» Tasks to carry out:
1. Answer these from the RBS earnings article:
(a) According to the photo caption, what pretax profit does the bank expect for the first half of 2014?
(b) What cost-cutting target does the bank forecast it will meet in 2014?
(c) How far did the shares surge, according to the opening paragraph?
2. Write the next few sentences of the RBS earnings article, picking up right after its opening paragraph.

» Text shown:
● ● ● ● ●
RBS surges as first-half profit doubles, impairments fall

ROYAL BANK OF SCOTLAND expects pretax profit of $4.5 billion for the first half of 2014, compared with $2.3 billion a year earlier, the bank said Friday. / BLOOMBERG FILE PHOTO/MATTHEW LLOYD
ROYAL BANK OF SCOTLAND expects pretax profit of $4.5 billion for the first half of 2014, compared with $2.3 billion a year earlier, the bank said Friday. / BLOOMBERG FILE PHOTO/MATTHEW LLOYD

LONDON – Royal Bank of Scotland Group PLC said first-half profit almost doubled as impairment charges fell and forecast it will meet a cost-cutting target of 1 billion pounds ($1.7 billion) in 2014. The shares surged the most in almost three years.
● ● ● ● ●
» Listed records:
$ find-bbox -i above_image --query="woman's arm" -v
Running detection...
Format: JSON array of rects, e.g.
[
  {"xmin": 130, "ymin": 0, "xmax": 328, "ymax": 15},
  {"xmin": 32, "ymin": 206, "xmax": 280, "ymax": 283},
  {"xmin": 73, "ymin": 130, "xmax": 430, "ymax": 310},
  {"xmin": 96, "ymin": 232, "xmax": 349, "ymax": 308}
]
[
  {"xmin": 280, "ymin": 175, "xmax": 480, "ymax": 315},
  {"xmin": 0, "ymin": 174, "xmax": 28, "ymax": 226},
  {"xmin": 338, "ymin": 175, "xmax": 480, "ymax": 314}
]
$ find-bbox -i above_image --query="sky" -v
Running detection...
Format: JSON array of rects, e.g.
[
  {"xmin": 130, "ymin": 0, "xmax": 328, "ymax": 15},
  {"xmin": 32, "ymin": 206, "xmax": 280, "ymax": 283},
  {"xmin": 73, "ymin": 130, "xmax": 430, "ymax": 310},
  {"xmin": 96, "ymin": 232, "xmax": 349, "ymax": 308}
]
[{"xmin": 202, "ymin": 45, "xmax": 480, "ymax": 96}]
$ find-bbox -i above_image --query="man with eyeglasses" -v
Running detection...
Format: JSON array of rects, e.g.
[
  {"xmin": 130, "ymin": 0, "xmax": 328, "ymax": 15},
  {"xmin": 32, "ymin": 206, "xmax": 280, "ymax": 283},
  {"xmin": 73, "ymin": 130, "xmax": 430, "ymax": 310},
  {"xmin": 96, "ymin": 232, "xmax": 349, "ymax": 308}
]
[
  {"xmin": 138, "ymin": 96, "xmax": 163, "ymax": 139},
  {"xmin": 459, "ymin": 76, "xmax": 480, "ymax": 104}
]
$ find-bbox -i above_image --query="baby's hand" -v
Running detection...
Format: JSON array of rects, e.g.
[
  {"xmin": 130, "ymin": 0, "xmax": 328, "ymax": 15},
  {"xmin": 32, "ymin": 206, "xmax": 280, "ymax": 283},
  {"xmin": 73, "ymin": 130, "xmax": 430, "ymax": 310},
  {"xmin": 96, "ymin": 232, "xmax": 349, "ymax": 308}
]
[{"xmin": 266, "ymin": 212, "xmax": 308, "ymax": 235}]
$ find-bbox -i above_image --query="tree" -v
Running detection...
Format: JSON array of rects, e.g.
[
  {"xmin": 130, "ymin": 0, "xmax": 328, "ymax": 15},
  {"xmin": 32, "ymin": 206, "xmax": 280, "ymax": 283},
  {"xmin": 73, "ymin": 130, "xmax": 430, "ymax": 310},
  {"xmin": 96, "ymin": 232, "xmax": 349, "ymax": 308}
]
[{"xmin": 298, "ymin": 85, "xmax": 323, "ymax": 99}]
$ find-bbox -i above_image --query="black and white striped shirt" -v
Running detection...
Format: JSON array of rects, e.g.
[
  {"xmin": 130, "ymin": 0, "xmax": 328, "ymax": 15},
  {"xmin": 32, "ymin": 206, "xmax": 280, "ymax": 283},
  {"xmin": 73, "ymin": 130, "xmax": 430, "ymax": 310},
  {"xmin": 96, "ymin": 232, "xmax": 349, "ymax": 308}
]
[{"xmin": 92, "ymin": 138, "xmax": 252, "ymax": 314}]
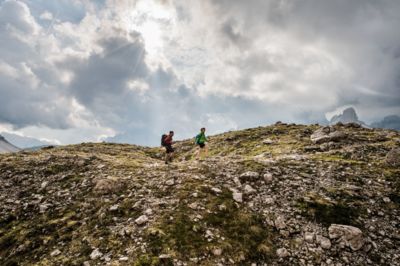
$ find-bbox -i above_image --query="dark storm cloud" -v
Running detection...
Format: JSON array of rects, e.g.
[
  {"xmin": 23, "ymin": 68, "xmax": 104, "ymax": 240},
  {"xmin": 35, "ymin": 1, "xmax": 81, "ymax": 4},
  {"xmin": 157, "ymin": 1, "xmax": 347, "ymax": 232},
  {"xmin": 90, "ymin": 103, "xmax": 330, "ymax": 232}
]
[
  {"xmin": 0, "ymin": 0, "xmax": 69, "ymax": 128},
  {"xmin": 0, "ymin": 0, "xmax": 400, "ymax": 145},
  {"xmin": 68, "ymin": 34, "xmax": 149, "ymax": 105}
]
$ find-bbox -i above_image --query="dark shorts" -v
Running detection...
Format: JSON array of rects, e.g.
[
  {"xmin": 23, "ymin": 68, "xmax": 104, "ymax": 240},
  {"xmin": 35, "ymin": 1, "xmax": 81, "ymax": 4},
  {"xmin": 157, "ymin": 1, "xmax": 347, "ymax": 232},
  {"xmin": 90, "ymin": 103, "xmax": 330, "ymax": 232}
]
[
  {"xmin": 165, "ymin": 144, "xmax": 174, "ymax": 153},
  {"xmin": 197, "ymin": 143, "xmax": 206, "ymax": 149}
]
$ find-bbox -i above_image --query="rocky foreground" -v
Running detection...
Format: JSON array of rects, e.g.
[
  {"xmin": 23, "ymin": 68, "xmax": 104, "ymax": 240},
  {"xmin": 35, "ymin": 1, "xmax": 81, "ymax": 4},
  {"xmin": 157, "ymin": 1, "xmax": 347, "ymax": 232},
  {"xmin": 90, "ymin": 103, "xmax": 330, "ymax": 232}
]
[{"xmin": 0, "ymin": 123, "xmax": 400, "ymax": 266}]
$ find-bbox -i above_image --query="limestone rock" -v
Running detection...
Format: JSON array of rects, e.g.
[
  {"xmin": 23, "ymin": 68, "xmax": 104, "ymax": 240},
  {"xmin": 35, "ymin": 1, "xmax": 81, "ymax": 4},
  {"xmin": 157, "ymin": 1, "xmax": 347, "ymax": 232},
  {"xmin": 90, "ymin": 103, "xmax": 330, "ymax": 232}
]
[
  {"xmin": 135, "ymin": 215, "xmax": 149, "ymax": 225},
  {"xmin": 94, "ymin": 177, "xmax": 124, "ymax": 194},
  {"xmin": 328, "ymin": 224, "xmax": 364, "ymax": 251},
  {"xmin": 90, "ymin": 248, "xmax": 103, "ymax": 260},
  {"xmin": 276, "ymin": 248, "xmax": 290, "ymax": 258},
  {"xmin": 386, "ymin": 148, "xmax": 400, "ymax": 166},
  {"xmin": 310, "ymin": 127, "xmax": 347, "ymax": 144},
  {"xmin": 239, "ymin": 171, "xmax": 260, "ymax": 183},
  {"xmin": 232, "ymin": 192, "xmax": 243, "ymax": 203}
]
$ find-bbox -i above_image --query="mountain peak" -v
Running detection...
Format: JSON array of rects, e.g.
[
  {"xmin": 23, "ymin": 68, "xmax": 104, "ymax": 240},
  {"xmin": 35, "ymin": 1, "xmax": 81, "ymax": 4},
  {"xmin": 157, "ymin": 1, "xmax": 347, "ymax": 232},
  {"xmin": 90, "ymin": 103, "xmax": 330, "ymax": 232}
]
[
  {"xmin": 0, "ymin": 123, "xmax": 400, "ymax": 265},
  {"xmin": 329, "ymin": 107, "xmax": 365, "ymax": 125}
]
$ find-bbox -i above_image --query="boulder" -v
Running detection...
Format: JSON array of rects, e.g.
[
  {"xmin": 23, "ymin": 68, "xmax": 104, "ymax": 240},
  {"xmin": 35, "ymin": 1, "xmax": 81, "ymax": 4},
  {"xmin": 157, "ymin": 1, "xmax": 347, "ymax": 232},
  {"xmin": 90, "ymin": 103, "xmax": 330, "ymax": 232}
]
[
  {"xmin": 90, "ymin": 248, "xmax": 103, "ymax": 260},
  {"xmin": 232, "ymin": 192, "xmax": 243, "ymax": 203},
  {"xmin": 386, "ymin": 148, "xmax": 400, "ymax": 167},
  {"xmin": 310, "ymin": 127, "xmax": 347, "ymax": 144},
  {"xmin": 94, "ymin": 176, "xmax": 124, "ymax": 194},
  {"xmin": 276, "ymin": 248, "xmax": 289, "ymax": 258},
  {"xmin": 135, "ymin": 215, "xmax": 149, "ymax": 225},
  {"xmin": 328, "ymin": 224, "xmax": 364, "ymax": 251},
  {"xmin": 239, "ymin": 171, "xmax": 260, "ymax": 182}
]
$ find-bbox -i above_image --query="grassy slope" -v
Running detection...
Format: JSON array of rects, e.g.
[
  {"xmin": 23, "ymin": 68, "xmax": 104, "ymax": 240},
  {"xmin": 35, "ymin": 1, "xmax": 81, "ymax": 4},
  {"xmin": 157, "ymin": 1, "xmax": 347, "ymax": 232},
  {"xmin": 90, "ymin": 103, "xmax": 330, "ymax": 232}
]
[{"xmin": 0, "ymin": 125, "xmax": 400, "ymax": 265}]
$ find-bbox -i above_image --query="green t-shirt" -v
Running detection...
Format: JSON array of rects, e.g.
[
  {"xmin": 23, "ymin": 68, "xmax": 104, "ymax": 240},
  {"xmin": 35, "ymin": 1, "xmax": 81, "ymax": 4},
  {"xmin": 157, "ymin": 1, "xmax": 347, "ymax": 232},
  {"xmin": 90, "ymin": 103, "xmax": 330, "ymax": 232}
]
● ● ● ● ●
» Answers to the exercise:
1.
(a) $4.5 billion, compared with $2.3 billion a year earlier.
(b) 1 billion pounds ($1.7 billion).
(c) The most in almost three years.

2.
Britain’s largest state-owned lender said it expects pretax profit of 2.65 billion pounds ($4.5 billion), up from 1.37 billion pounds ($2.33 billion) a year earlier, according to a statement on Friday. The earnings mark RBS’s second-consecutive profitable quarter. Operating profit is seen jumping to 2.6 billion pounds ($4.41 billion) from 708 million pounds ($1.2 billion), according to the results released a week early.

CEO Ross McEwan, 57, who took over from Stephen Hester in October, has set up an internal bad bank, combining divisions and scaling back the investment bank as he strives to shore up earnings after last year reporting the biggest annual loss since 2008. Strengthening economic growth in the U.K. and Ireland boosted the value of its assets and helped reduce impairment costs.

“These are strong results, which should lead to consensus upgrades for 2014-2015, but limited upgrades beyond this point, as the beat is mainly due to loan loss reversals which is not sustainable,” Citigroup Inc. analysts led by Andrew Coombs, who have a sell recommendation on the stock, said in a note to clients on Friday. “We therefore view today’s share price reaction as overdone.”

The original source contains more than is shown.